-- begin LISTING --

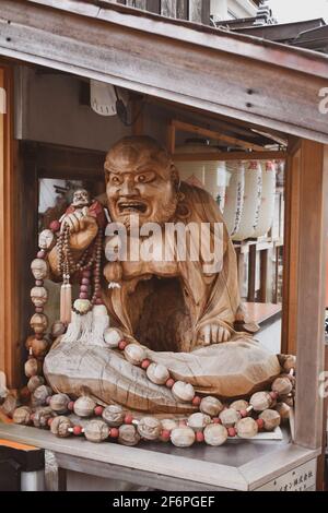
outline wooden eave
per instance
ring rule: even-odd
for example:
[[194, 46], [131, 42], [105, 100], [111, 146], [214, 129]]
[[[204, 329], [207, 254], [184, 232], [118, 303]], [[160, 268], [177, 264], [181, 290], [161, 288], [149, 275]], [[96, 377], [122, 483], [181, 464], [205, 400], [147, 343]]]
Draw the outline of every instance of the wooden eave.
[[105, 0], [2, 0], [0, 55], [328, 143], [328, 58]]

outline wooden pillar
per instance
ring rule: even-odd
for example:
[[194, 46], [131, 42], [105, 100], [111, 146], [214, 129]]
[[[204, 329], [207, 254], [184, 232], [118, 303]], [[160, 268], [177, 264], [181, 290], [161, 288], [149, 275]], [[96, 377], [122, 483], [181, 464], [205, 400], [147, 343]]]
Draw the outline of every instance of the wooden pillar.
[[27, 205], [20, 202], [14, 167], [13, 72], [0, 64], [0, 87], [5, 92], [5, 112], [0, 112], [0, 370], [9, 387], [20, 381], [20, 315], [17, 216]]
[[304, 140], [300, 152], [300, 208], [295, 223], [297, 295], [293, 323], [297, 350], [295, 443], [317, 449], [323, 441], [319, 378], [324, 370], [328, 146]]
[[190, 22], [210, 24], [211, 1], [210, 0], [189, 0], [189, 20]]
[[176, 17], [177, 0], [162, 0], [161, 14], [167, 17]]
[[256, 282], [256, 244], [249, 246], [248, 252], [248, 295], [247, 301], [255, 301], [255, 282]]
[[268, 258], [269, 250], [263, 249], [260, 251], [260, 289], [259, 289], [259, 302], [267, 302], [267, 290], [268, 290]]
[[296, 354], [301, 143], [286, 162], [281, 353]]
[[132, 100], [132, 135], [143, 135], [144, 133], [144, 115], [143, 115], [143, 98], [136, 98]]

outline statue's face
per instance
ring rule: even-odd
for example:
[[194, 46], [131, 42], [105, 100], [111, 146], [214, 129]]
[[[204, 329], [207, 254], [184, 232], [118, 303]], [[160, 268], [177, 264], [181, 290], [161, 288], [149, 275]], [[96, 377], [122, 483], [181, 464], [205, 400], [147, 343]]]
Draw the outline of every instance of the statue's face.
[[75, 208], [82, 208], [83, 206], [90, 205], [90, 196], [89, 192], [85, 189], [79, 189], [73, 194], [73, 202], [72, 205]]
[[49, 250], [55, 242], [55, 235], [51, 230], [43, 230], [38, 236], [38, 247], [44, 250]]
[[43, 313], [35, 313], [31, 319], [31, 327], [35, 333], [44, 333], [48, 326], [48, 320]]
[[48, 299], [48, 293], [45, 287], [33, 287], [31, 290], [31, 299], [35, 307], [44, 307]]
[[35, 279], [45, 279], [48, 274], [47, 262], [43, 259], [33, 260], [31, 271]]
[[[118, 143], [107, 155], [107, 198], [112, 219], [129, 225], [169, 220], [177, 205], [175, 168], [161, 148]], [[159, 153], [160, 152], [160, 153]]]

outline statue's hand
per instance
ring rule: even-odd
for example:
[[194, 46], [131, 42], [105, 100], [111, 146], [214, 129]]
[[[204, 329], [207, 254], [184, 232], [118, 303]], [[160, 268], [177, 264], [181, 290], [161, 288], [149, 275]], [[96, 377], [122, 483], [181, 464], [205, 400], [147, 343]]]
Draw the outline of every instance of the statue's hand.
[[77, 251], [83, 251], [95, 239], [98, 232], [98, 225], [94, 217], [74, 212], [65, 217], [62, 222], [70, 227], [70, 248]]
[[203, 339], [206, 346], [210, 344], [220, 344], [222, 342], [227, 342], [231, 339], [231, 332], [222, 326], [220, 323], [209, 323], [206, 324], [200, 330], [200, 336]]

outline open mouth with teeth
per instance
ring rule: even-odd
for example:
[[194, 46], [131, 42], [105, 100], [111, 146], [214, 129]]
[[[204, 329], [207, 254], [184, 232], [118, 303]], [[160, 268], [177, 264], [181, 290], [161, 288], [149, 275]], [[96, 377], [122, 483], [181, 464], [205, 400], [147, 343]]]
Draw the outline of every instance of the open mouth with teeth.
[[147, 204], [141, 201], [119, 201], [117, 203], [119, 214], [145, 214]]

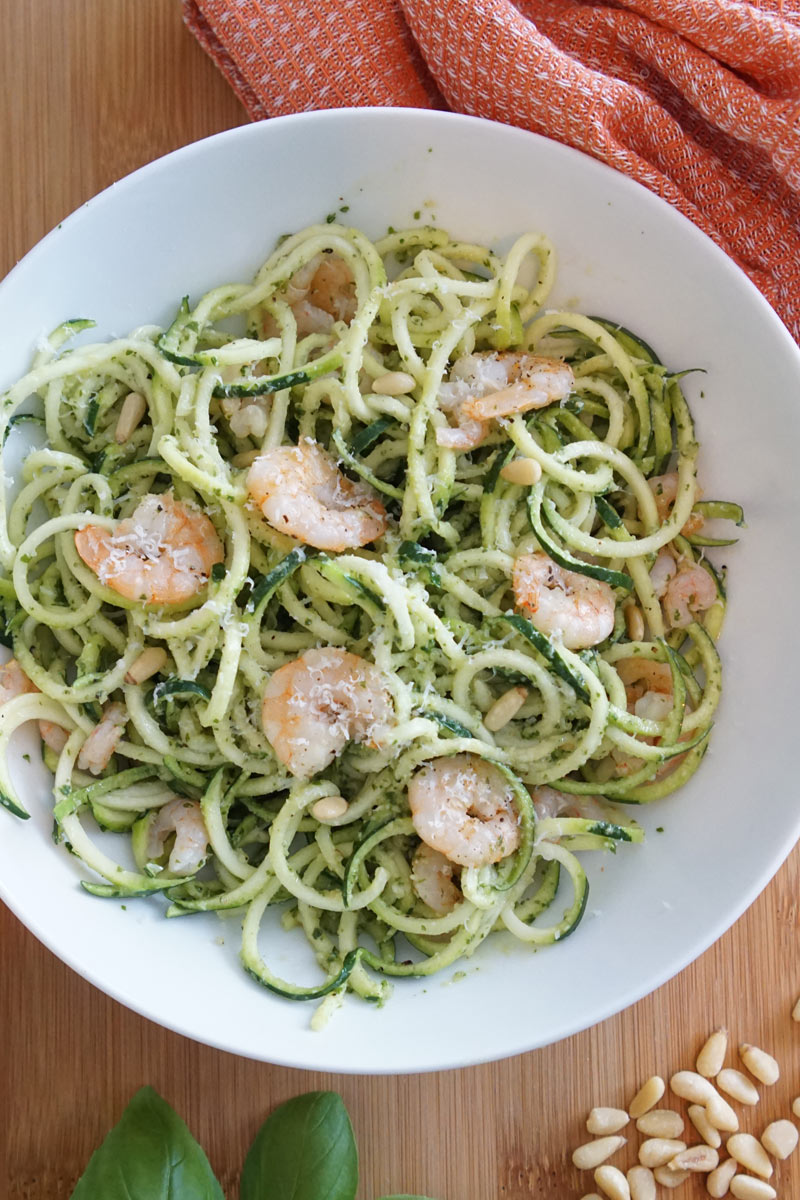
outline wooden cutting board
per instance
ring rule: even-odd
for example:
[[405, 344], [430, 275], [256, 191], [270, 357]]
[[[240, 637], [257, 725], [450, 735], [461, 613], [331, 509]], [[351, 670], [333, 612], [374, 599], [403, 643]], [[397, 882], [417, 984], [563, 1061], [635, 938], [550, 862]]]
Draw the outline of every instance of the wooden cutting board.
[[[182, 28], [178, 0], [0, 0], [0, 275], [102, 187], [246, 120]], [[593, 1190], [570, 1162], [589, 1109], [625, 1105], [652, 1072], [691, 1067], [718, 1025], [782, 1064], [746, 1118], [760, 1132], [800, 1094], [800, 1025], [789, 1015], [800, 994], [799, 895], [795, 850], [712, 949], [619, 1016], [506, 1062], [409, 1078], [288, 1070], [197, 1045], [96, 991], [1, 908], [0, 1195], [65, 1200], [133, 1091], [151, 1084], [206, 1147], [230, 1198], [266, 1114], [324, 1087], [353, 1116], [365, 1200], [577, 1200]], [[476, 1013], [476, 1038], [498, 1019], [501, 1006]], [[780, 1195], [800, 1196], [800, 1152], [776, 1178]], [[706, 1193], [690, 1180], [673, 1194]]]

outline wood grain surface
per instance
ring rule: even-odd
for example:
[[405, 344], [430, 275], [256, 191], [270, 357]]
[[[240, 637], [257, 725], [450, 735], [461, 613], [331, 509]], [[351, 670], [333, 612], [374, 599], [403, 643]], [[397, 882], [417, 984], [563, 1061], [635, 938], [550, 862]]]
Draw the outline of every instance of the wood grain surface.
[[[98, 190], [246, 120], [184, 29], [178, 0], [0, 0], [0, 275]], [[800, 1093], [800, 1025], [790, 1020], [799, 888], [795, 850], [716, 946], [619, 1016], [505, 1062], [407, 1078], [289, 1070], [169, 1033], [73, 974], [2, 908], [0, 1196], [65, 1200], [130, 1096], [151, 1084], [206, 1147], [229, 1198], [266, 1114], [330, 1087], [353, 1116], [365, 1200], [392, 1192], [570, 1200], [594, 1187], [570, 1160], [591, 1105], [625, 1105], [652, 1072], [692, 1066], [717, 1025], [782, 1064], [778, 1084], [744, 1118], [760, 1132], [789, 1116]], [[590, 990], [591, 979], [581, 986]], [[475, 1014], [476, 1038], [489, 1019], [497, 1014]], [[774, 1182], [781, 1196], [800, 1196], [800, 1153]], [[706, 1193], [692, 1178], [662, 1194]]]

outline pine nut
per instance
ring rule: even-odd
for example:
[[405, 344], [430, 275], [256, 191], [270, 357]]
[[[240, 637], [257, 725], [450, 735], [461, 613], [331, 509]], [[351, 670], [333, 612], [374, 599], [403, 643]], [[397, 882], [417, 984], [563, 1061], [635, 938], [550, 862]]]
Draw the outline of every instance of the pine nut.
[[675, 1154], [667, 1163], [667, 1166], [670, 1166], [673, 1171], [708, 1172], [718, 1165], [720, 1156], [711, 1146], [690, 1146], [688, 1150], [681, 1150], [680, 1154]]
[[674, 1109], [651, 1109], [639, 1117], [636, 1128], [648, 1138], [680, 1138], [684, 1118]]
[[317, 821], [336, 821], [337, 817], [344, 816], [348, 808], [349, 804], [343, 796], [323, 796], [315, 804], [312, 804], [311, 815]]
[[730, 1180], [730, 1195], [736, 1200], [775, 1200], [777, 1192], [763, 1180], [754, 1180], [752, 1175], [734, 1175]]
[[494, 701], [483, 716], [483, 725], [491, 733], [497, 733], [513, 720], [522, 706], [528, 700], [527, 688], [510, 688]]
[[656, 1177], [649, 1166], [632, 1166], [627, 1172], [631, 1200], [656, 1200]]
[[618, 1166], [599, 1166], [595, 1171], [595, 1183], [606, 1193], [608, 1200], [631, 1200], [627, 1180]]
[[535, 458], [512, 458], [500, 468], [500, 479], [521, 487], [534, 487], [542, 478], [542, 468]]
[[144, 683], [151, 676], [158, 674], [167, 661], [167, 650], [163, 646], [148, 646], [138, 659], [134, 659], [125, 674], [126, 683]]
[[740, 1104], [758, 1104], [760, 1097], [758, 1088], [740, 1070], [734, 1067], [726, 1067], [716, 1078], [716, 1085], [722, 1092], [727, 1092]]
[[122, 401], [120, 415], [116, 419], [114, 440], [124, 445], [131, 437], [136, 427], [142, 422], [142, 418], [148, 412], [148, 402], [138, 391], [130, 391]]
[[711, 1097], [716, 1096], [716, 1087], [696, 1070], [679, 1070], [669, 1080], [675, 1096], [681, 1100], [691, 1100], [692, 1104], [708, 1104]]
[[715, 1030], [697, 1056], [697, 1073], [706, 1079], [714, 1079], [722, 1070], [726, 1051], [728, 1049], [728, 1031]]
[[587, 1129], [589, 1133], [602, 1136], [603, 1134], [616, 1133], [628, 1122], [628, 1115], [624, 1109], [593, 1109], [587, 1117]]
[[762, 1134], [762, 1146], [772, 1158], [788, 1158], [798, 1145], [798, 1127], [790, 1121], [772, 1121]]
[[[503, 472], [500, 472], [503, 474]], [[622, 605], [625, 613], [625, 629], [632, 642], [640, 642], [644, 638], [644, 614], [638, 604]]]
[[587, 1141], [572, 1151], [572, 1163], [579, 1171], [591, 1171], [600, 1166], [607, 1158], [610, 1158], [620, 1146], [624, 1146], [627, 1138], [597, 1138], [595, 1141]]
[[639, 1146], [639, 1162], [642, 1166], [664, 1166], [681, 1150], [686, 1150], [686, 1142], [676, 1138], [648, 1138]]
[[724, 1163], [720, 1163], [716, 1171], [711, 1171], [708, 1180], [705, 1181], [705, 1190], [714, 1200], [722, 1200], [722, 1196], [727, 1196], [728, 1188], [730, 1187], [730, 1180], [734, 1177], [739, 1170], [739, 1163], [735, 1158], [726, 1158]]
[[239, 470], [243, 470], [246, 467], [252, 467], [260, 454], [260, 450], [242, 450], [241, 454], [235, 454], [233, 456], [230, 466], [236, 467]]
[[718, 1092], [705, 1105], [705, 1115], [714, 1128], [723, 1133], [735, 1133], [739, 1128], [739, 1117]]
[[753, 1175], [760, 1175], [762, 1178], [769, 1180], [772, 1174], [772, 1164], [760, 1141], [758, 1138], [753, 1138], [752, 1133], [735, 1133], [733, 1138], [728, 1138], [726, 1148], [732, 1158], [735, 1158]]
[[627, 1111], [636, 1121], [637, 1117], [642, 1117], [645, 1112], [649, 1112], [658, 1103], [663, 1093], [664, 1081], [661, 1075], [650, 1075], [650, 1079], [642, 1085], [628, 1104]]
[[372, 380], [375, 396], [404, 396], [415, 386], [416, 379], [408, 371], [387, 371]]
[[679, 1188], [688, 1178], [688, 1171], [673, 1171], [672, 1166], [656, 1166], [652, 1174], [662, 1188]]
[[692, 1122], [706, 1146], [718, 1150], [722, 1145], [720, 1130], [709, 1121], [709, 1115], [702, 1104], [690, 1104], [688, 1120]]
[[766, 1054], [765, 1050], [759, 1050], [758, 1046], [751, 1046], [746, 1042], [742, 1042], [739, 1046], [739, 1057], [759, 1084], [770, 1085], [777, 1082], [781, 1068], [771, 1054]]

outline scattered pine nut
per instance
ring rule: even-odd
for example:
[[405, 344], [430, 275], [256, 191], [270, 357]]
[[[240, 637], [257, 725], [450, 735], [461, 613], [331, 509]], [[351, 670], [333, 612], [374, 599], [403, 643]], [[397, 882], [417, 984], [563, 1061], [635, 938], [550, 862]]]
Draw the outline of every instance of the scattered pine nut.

-- end LISTING --

Give again only the lines of the material above that run from the one with "outline scattered pine nut" through the end, both included, exactly as they appear.

outline scattered pine nut
per instance
ring rule: even-odd
for example:
[[405, 344], [430, 275], [256, 191], [270, 357]]
[[[240, 637], [257, 725], [450, 735], [461, 613], [331, 509]], [[351, 670], [333, 612], [374, 599], [403, 643]], [[397, 882], [417, 984], [563, 1061], [635, 938], [550, 862]]]
Draw the outline of every instance of the scattered pine nut.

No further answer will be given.